Quote every line below exactly as it reads.

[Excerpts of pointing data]
--- Begin ---
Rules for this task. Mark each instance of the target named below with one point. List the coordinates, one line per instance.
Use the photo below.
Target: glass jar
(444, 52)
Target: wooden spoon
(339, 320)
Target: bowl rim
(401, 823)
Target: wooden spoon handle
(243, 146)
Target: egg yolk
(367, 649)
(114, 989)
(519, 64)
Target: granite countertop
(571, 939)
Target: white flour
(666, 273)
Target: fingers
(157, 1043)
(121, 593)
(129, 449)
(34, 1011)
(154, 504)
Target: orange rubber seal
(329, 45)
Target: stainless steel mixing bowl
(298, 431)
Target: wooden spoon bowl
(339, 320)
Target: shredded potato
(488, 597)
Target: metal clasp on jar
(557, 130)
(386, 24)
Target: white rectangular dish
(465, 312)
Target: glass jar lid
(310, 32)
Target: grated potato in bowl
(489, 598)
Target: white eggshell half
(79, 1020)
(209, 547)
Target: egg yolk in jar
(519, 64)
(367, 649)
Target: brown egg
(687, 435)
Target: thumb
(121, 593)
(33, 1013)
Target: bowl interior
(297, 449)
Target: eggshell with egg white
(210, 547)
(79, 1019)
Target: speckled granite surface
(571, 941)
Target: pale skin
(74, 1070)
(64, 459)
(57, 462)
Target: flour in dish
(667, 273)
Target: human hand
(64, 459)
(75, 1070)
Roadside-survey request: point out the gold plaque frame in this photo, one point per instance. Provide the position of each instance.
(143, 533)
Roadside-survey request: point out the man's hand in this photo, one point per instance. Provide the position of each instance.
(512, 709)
--- End ---
Right answer.
Rules for this task. Mark each instance of the target named below with one point. List the coordinates, one line per instance.
Use the photo below.
Target: glass jar
(444, 52)
Target: wooden spoon
(339, 320)
Target: bowl rim
(401, 823)
Target: wooden spoon handle
(243, 146)
Target: egg yolk
(367, 649)
(114, 989)
(519, 64)
Target: granite countertop
(571, 939)
Target: white flour
(666, 273)
Target: fingers
(157, 1043)
(121, 593)
(129, 449)
(34, 1011)
(154, 504)
Target: orange rubber seal
(329, 45)
Target: stainless steel mixing bowl
(298, 431)
Target: wooden spoon bowl
(339, 320)
Target: shredded potato
(488, 597)
Target: metal clasp on jar
(557, 130)
(386, 24)
Target: white rectangular dish
(465, 312)
Target: glass jar lid
(310, 32)
Target: grated potato in bowl
(489, 598)
Target: white eggshell half
(79, 1020)
(209, 547)
Target: egg yolk in jar
(519, 64)
(367, 649)
Target: brown egg
(687, 435)
Target: thumb
(121, 593)
(33, 1013)
Target: bowl interior
(297, 449)
Target: eggshell with egg white
(210, 547)
(79, 1019)
Target: speckled granite surface
(571, 941)
Target: pale skin
(74, 1070)
(64, 459)
(57, 462)
Target: flour in dish
(667, 273)
Target: human hand
(64, 459)
(75, 1070)
Roadside-survey request: point out the gold plaque frame in this photo, one point per instance. Provide the position of each instance.
(143, 533)
Roadside-survey request: point out the man's hand in this photo, one point per instance. Provide the position of each instance.
(512, 709)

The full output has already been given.